Given request A:
Answer these questions about the article below on the Harwich Chamber of Commerce case:
(i) At least how much money did a forensic accountant's conservative estimate say Gingras received from the scheme?
(ii) Who is Gingras's attorney?
(iii) In what year did the Harwich Chamber of Commerce hire Gingras as its executive director?

Excerpt to read:

ORLEANS — Jeremy Gingras, the former executive director of the Harwich Chamber of Commerce, has been accused of embezzling funds from the chamber and its charitable foundation for years before he was fired in 2017. According to a conservative estimate from a forensic accountant, Gingras allegedly received at least $37,712.73 from the scheme.
On Tuesday, Gingras was in Orleans District Court to answer two counts of felony larceny. Through his attorney, Matt Kelley, Gingras pleaded not guilty to the charges and was released on his own recognizance pending a pretrial hearing in June. Kelley declined comment on behalf of his client.
The case was investigated by Harwich Police Det. Sgt. Robert Brackett, and began in 2017 about two months after the chamber fired Gingras for “poor performance.” According to court filings, Gingras was responsible for the finances of the chamber and its foundation, and prepared financial reports to be presented to the board of directors. After he was terminated, chamber officials had full access to the finances and contacted police to report that they believed Gingras had been stealing.
A lifelong Harwich resident, Gingras was hired by the Harwich Chamber of Commerce as its executive director in 2011. Investigators say there were signs of financial irregularities as early as 2015, when then-Membership Services Director Cyndi Williams started receiving complaints from TD Bank that the chamber was late on its mortgage payments. Williams is now the executive director.

Given request B:
Find every line of the records below that contains the word "distant", and copy each of those lines. Case counts.

Entries from a dataset:
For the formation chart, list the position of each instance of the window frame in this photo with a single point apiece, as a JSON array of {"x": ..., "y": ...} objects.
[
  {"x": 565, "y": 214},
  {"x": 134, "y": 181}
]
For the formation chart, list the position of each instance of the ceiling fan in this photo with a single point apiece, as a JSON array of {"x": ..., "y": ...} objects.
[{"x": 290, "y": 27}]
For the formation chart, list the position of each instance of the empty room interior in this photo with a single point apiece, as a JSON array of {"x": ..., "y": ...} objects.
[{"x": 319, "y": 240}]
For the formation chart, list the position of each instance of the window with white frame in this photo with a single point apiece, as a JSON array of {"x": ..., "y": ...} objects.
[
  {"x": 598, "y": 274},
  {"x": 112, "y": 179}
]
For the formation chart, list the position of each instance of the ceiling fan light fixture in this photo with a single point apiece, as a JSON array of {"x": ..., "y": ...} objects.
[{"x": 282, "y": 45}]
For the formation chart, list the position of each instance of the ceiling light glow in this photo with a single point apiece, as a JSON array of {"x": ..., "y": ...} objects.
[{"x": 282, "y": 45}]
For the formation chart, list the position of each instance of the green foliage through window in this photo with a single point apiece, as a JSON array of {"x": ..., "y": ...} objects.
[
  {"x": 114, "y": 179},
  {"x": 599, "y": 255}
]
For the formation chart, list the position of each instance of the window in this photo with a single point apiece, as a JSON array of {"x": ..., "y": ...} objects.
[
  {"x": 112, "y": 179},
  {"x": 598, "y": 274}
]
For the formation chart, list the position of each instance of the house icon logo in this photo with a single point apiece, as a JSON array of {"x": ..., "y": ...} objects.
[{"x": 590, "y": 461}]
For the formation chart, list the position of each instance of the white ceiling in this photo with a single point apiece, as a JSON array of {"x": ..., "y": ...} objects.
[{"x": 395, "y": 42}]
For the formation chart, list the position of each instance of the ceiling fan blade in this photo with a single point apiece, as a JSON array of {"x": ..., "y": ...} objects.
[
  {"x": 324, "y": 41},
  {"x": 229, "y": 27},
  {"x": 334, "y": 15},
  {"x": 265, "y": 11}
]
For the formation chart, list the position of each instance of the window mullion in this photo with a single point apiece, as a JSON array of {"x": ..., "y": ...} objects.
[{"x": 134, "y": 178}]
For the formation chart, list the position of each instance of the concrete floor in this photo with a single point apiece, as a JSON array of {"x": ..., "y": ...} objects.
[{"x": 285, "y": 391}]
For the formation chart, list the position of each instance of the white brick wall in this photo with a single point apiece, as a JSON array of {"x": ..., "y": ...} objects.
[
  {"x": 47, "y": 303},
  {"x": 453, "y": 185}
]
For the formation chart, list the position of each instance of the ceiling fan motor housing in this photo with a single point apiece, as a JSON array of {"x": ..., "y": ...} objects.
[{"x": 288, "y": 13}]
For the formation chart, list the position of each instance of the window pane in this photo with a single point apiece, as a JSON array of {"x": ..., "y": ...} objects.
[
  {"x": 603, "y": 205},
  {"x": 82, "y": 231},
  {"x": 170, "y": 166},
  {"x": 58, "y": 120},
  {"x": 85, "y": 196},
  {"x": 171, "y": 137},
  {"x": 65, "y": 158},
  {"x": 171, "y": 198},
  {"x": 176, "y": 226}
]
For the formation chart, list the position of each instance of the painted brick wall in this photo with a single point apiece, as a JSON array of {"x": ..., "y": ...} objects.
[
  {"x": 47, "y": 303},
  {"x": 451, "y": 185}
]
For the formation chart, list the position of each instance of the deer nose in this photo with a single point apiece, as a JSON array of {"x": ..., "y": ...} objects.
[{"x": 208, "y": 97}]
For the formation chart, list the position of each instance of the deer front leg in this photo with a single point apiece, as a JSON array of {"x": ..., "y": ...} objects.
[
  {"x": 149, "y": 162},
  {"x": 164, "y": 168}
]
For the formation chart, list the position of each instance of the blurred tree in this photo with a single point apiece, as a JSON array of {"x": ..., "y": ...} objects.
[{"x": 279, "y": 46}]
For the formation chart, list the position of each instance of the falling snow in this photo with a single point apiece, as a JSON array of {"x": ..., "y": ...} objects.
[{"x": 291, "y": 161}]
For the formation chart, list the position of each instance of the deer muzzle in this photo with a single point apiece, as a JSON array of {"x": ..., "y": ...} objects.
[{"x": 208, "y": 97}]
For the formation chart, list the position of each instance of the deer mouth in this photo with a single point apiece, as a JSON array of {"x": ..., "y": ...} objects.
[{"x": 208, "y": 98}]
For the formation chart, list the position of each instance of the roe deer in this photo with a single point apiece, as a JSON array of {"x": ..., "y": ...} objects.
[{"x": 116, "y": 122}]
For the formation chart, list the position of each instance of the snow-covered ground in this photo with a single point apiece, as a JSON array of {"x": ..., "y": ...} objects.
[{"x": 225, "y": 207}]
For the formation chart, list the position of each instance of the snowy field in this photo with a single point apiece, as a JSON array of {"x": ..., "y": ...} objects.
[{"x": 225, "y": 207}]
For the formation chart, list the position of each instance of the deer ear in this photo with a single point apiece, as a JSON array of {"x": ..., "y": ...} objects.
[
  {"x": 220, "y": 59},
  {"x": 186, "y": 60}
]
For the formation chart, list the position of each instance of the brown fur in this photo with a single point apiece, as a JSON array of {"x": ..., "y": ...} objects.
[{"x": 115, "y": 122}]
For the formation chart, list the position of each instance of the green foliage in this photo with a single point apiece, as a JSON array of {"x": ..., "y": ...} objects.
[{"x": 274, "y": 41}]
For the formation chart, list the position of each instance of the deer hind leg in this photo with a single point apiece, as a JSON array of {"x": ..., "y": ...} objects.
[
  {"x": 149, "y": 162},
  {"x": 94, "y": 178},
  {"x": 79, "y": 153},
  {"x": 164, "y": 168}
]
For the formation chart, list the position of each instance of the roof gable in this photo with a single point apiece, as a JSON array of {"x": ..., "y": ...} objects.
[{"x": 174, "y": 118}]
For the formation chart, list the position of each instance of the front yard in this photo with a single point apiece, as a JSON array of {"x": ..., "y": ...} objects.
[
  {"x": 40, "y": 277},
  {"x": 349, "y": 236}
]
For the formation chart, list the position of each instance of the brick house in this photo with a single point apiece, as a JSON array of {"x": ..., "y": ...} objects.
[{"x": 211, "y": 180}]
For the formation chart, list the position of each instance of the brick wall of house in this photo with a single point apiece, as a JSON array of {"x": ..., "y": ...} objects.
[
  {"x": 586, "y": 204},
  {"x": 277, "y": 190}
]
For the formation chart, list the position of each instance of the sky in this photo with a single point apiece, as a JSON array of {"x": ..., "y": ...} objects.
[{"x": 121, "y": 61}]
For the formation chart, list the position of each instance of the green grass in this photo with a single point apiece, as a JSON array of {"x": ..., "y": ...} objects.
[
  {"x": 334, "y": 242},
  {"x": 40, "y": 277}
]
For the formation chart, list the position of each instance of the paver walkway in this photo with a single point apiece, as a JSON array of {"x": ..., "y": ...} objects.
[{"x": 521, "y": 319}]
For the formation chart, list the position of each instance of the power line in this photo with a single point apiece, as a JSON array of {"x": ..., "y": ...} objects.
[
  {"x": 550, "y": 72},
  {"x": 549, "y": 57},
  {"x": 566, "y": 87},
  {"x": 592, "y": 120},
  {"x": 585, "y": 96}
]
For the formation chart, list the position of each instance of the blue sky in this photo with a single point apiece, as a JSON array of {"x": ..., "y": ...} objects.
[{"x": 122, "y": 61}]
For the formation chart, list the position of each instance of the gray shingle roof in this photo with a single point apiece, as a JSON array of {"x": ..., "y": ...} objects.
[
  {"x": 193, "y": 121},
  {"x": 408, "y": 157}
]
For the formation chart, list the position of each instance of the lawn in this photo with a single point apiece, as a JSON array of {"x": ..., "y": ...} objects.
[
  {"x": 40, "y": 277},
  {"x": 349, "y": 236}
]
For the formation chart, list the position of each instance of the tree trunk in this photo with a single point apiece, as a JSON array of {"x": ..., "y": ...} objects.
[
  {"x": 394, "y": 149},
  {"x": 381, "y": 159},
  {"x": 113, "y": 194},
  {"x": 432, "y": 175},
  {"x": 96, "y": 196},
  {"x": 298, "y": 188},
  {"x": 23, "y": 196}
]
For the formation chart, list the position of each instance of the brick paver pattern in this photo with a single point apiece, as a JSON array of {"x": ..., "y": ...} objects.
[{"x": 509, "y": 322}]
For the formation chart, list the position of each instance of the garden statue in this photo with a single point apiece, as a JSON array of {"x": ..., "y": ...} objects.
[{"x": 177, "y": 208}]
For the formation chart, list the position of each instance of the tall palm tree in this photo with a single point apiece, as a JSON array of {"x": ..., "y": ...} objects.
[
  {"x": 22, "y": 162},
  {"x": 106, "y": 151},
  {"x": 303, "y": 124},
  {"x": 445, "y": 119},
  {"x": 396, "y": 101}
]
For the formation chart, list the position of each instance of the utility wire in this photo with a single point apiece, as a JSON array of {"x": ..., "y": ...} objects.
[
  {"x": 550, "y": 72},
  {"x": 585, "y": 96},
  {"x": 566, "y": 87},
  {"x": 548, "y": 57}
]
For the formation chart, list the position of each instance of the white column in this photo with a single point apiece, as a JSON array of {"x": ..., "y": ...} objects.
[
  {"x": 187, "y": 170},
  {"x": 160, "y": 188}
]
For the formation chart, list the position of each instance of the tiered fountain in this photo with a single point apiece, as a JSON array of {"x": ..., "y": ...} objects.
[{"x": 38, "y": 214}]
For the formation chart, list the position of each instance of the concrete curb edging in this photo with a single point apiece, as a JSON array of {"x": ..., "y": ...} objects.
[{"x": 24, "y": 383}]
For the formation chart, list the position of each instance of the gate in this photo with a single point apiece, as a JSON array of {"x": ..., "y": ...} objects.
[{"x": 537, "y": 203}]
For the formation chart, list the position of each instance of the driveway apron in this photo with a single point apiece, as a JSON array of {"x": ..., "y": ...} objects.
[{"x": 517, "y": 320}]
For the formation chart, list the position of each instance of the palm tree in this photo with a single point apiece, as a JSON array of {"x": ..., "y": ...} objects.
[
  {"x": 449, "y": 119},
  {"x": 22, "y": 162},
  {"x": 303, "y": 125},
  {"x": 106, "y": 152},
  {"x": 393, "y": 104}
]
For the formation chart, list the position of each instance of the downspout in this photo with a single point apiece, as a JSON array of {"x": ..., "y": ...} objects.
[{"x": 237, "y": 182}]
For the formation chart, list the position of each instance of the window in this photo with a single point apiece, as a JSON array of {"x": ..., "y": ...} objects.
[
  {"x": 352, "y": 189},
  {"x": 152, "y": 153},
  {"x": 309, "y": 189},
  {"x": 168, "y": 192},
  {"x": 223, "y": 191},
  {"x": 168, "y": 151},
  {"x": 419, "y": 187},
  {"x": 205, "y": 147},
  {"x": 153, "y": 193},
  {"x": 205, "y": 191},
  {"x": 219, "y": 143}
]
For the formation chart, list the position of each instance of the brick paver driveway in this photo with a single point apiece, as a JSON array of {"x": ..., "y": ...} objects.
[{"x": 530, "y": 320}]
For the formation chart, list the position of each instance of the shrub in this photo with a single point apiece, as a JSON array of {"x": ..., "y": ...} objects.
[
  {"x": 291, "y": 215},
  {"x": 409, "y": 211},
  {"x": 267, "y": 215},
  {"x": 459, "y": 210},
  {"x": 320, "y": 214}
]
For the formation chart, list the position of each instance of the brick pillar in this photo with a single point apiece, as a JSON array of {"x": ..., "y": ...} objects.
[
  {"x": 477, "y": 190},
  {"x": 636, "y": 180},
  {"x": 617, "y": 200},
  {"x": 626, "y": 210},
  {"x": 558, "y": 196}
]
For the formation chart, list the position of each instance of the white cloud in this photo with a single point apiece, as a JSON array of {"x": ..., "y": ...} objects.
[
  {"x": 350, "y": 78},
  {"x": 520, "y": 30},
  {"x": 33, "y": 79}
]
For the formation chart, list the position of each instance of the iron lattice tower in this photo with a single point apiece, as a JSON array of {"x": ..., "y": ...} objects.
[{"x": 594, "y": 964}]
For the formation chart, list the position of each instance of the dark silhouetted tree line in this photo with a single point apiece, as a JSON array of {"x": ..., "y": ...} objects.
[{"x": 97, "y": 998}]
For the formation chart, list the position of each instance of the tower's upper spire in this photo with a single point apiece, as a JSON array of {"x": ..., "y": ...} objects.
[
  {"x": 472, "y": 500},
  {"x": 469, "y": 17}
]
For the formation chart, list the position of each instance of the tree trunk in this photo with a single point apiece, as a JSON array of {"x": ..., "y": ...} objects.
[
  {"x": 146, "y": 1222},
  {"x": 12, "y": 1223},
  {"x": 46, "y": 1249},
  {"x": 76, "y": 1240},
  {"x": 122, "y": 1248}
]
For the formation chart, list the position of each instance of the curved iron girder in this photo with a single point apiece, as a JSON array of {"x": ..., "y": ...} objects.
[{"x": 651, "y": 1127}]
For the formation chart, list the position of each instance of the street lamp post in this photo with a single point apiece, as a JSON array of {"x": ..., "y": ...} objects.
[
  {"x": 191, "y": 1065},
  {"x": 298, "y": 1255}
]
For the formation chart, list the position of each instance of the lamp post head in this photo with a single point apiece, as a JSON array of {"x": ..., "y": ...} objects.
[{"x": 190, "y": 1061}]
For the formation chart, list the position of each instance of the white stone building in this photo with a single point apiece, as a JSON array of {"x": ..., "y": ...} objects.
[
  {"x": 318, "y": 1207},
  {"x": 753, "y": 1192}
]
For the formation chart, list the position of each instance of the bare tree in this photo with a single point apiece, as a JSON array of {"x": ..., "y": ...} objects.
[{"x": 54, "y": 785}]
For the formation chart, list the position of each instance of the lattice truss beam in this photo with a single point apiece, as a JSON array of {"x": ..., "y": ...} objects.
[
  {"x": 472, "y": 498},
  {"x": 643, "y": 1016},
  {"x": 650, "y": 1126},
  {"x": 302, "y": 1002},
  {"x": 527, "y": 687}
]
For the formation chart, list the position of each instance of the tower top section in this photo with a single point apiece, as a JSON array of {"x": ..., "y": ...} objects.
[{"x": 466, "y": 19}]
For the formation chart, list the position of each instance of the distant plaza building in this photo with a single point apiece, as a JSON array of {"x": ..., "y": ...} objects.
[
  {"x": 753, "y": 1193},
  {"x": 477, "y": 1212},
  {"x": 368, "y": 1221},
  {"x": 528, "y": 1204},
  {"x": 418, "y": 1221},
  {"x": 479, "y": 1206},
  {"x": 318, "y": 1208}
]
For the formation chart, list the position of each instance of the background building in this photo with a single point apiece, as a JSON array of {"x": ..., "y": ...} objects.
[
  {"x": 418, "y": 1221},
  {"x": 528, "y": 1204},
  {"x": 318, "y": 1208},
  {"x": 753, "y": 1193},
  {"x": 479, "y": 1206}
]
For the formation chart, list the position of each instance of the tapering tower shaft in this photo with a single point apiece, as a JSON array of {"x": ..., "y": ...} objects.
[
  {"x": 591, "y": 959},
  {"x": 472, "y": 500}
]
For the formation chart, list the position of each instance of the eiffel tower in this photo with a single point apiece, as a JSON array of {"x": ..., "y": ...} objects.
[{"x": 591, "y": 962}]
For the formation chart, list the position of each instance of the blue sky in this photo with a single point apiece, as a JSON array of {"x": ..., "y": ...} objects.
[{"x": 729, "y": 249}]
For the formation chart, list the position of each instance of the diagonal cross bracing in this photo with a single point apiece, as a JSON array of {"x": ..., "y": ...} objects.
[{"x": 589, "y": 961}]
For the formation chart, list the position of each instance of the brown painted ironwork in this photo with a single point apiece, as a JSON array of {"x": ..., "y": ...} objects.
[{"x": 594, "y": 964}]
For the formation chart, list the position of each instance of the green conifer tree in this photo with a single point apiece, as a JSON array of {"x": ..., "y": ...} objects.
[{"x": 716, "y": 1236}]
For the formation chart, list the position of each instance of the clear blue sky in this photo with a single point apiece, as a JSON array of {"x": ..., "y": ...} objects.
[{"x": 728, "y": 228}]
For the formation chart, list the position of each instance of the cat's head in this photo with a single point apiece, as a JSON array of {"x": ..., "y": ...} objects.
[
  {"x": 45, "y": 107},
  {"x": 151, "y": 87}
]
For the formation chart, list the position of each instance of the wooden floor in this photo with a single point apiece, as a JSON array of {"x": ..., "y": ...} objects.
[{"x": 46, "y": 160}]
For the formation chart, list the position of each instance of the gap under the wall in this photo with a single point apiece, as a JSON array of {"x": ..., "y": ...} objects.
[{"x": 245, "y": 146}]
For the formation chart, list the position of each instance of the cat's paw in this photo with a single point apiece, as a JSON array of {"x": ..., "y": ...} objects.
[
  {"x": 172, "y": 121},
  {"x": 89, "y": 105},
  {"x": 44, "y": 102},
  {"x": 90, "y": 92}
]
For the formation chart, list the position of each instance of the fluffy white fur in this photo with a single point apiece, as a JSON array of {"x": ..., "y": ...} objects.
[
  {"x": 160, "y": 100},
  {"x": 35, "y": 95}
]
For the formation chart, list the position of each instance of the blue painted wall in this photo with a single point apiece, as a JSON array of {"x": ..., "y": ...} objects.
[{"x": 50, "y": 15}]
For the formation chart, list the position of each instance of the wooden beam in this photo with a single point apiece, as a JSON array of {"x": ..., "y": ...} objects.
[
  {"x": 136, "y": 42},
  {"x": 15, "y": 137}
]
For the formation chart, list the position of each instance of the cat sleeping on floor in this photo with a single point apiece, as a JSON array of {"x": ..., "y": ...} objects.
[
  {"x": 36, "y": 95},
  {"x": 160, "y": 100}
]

Complete response A:
(i) $37,712.73
(ii) Matt Kelley
(iii) 2011

Complete response B:
For the formation chart, list the position of each instance of the distant plaza building in this photo with a single point apiece, as a JSON array of {"x": ..., "y": ...} objects.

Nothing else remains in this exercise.